Exercise goal = Rewrite every row below, replacing "put one dot on" with "place a single point on" wherever it occurs and keeping everything else the same.
- - -
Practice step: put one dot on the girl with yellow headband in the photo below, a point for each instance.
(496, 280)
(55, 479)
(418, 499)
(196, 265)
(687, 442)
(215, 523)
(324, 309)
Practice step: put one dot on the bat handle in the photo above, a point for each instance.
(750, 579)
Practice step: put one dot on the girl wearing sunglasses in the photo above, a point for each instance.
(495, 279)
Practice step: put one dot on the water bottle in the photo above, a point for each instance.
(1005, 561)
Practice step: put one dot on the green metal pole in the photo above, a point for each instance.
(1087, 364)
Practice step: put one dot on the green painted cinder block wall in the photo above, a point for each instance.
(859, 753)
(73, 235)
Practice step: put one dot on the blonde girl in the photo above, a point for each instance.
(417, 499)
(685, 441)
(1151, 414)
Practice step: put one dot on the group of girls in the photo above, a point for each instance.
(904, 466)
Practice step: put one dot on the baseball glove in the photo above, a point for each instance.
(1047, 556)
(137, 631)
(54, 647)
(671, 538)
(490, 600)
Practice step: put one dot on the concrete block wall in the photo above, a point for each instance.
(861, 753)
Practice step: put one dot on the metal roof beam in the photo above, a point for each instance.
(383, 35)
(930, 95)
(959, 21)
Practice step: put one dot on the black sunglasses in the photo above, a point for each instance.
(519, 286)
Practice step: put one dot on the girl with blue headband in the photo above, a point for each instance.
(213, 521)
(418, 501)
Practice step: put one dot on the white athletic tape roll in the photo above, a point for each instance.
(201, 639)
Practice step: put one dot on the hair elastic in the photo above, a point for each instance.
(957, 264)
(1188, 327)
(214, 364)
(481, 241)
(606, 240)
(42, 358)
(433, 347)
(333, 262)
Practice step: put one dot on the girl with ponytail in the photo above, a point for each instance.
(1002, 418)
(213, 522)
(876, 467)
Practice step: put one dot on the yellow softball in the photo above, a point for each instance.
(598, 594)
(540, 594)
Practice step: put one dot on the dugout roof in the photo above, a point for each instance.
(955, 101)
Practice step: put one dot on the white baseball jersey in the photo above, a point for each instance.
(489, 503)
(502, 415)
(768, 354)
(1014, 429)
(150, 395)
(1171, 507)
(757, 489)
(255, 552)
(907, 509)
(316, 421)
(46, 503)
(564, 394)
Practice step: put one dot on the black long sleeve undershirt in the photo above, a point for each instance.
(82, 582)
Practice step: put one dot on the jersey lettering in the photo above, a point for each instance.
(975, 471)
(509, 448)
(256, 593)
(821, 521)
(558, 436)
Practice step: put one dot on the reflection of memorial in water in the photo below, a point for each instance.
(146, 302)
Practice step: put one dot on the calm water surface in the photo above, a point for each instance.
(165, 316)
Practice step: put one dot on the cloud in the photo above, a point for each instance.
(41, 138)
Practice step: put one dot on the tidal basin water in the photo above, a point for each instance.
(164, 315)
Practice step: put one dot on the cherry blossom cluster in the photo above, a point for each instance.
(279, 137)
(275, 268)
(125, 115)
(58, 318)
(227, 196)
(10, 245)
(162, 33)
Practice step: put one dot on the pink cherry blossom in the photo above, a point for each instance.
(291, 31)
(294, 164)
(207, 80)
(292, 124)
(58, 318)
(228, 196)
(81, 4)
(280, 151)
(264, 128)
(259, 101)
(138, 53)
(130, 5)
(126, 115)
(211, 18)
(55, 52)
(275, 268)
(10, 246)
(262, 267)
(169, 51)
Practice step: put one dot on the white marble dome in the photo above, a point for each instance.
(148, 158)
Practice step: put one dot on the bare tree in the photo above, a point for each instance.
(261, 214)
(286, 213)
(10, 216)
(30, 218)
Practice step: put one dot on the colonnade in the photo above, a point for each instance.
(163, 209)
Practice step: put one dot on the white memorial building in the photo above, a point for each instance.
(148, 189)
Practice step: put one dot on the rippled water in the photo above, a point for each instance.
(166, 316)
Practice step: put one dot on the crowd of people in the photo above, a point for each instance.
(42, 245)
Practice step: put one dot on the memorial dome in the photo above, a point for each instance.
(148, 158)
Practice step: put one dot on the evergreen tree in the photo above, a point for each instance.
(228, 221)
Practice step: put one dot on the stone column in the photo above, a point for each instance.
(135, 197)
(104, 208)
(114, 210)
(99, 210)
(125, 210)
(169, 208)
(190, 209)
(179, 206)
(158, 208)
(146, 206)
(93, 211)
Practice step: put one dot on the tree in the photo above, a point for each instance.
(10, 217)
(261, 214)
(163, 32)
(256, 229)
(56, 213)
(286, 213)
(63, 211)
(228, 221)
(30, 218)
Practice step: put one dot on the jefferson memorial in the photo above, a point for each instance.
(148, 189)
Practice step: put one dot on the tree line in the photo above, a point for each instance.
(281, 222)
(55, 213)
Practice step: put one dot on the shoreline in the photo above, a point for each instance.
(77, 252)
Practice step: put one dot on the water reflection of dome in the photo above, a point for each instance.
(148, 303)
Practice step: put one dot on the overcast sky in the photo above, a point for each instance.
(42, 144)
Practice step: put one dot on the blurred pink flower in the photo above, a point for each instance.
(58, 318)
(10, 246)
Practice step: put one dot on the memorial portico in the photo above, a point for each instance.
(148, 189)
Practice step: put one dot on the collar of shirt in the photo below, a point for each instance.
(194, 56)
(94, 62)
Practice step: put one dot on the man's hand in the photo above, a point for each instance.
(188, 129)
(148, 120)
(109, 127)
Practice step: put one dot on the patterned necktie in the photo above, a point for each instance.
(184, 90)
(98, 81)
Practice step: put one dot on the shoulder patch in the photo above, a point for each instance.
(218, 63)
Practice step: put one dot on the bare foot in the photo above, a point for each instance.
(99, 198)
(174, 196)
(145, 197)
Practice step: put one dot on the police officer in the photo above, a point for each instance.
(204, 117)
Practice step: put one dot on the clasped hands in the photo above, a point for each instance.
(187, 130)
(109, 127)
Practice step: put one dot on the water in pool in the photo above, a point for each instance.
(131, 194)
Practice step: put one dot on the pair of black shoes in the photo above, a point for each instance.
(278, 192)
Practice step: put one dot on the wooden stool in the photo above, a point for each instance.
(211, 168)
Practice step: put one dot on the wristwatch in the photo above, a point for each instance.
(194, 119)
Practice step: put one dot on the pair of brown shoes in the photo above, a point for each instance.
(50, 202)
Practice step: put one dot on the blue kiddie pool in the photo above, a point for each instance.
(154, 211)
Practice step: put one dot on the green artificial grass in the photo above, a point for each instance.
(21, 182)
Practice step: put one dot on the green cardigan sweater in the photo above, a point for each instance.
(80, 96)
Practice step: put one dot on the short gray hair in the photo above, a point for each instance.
- - -
Result =
Practice step: place a single point on the girl with yellow headband in the photo below, a point for each instance.
(496, 280)
(55, 479)
(418, 499)
(196, 265)
(687, 442)
(215, 523)
(324, 309)
Practice step: place a single point on the bat handle in the photo above, a point for each instance.
(750, 579)
Practice step: place a single point on the girl wearing sunglasses in the photo above, a point for each instance.
(495, 279)
Practice step: place a single point on the water bottle in the photo above, a point for each instance.
(1005, 561)
Practice step: place a single point on the green metal pole in the photo above, a point for each instance.
(1087, 364)
Practice step: place a single point on the green painted cinder block wall in the photo above, a point for each instance.
(859, 753)
(73, 235)
Practice step: place a single point on the blonde girl in the photo above, a point for each instance.
(417, 499)
(685, 441)
(1151, 414)
Practice step: place a single point on the group of girls in the photo above, a point for each instance.
(904, 466)
Practice step: place a single point on the baseball glove in the photo above, a point for each instance.
(1047, 556)
(137, 631)
(54, 647)
(671, 538)
(490, 600)
Practice step: place a single point on the concrete block wall in the photo above, a point for each instance.
(861, 753)
Practice step: place a single point on the metal roof beam in the photo above, a point for each instance.
(383, 35)
(930, 95)
(959, 21)
Practice step: place a single point on the black sunglasses in the photo above, a point for each instance.
(519, 286)
Practice step: place a single point on the girl with blue headband in the photo above, a point for each instance.
(213, 521)
(418, 501)
Practice step: place a single point on the white athletic tape roll in the photo above, a point for each instance.
(201, 639)
Practice step: place a single point on the hair elastic in the photo above, a point for each instance.
(957, 264)
(1188, 327)
(214, 364)
(481, 241)
(606, 240)
(42, 358)
(433, 347)
(333, 262)
Practice step: place a single point on the girl with ponytail in the photo above, a point for each instance.
(1002, 418)
(213, 522)
(876, 467)
Practice step: place a single point on the yellow softball in the photo above, a point for each instance.
(598, 594)
(540, 594)
Practice step: place a single point on the dugout roof in the photo above, a point for each instance.
(955, 101)
Practice step: place a single point on the white baseball jersey in the photo above, a point for each instance.
(489, 503)
(502, 415)
(768, 354)
(1014, 429)
(150, 395)
(1171, 507)
(757, 489)
(255, 552)
(907, 509)
(316, 421)
(46, 503)
(564, 394)
Practice step: place a single point on the black long sleeve undershirt in the photo above, a point for each instance.
(82, 582)
Practice step: place a single point on the jersey lettering in the photo above, a point for each instance.
(975, 471)
(509, 448)
(256, 593)
(821, 521)
(558, 436)
Practice step: place a single point on the reflection of memorial in water in the photo below, a point for each instance.
(146, 302)
Practice step: place a single point on the calm water surface in the photo above, a point for each instance.
(165, 316)
Practice step: place a single point on the cloud in the photo above, a point for each instance.
(41, 138)
Practice step: place a single point on the tidal basin water in the photo above, a point for each instance.
(164, 315)
Practice step: place a single point on the cherry blossom cluster in the photo above, a point for each instance.
(279, 137)
(275, 268)
(125, 115)
(58, 318)
(227, 196)
(10, 245)
(162, 33)
Practice step: place a single point on the pink cherry blossom in the photo above, a point for each instance.
(291, 31)
(294, 164)
(207, 80)
(292, 124)
(58, 318)
(228, 196)
(81, 4)
(280, 151)
(264, 128)
(259, 101)
(138, 53)
(130, 5)
(126, 115)
(211, 18)
(55, 52)
(275, 268)
(10, 246)
(262, 267)
(169, 51)
Practice step: place a single point on the white marble dome in the photo above, a point for each instance.
(148, 158)
Practice step: place a single point on the bare tree in the photo above, a point for each instance.
(261, 214)
(286, 213)
(10, 216)
(30, 218)
Practice step: place a single point on the colonnade in the photo above, a point for each instance.
(163, 209)
Practice step: place a single point on the white memorial building in the photo above, a point for each instance.
(148, 189)
Practice step: place a single point on the rippled water in the photo above, a point for each instance.
(166, 316)
Practice step: place a single point on the crowd of people in the photo above, a point for each instance.
(42, 245)
Practice step: place a single point on the memorial dome in the photo above, a point for each instance.
(148, 158)
Practice step: place a single point on the evergreen tree in the photo above, a point for each instance.
(228, 221)
Practice step: place a single point on the stone column in the photo above, a point for each instance.
(135, 197)
(104, 208)
(114, 210)
(99, 210)
(125, 210)
(169, 208)
(190, 209)
(179, 206)
(158, 208)
(146, 206)
(93, 211)
Practice step: place a single point on the tree in the photo above, a point for each instance.
(10, 217)
(261, 214)
(163, 32)
(256, 229)
(56, 213)
(286, 213)
(63, 211)
(228, 221)
(30, 218)
Practice step: place a single point on the jefferson memorial in the photo above, a point for each instance.
(148, 189)
Practice step: place a single point on the tree line in the photo above, a point for each instance.
(281, 222)
(55, 213)
Practice step: place a single point on the shoreline in the photo above, a point for each instance.
(77, 252)
Practice step: place a single point on the water reflection of dome in the photo above, a point for each instance.
(148, 303)
Practice step: place a single point on the overcast sky in the photo above, a point for each instance.
(42, 144)
Practice step: place a single point on the blurred pink flower in the photo above, a point for each instance.
(58, 318)
(10, 246)
Practice step: place a single point on the memorial portico in the photo above, a point for each instance.
(148, 189)
Practice step: place a single point on the collar of shirt in the photo below, a point for each instance.
(194, 56)
(94, 62)
Practice step: place a single point on the man's hand in the photo above, a point for each instance.
(188, 129)
(148, 120)
(109, 127)
Practice step: place a single point on the patterned necktie in the photo above, a point for each instance.
(184, 90)
(98, 81)
Practice step: place a single point on the shoulder patch in the photo above, a point for each instance.
(218, 63)
Practice step: place a single point on the bare foot in the photo above, a point for each instance.
(99, 198)
(174, 196)
(145, 197)
Practice step: place a single point on the police officer in the photo above, a point for each instance.
(204, 117)
Practice step: place a single point on the clasped hands in the photo above, a point for each instance.
(187, 130)
(109, 127)
Practice step: place a single point on the water in pool in the photo above, a point for each instance.
(131, 194)
Practice step: place a single point on the pair of black shoes in the photo above, a point for each instance.
(278, 192)
Practice step: place a single point on the wooden stool in the photo above, a point for each instance.
(211, 168)
Practice step: place a single point on the wristwatch in the photo above, a point for each instance.
(194, 119)
Practice step: place a single point on the pair of brown shoes in the photo above, a point for each instance.
(50, 202)
Practice step: place a single point on the blue kiddie pool in the photo above, a point for each instance.
(154, 211)
Practice step: place a single point on the green artificial grass in the photo above, a point for each instance.
(21, 182)
Practice step: place a single point on the green cardigan sweater in the photo above, a point for each instance.
(80, 96)
Practice step: place a single point on the short gray hair in the photo above, a point for each instance.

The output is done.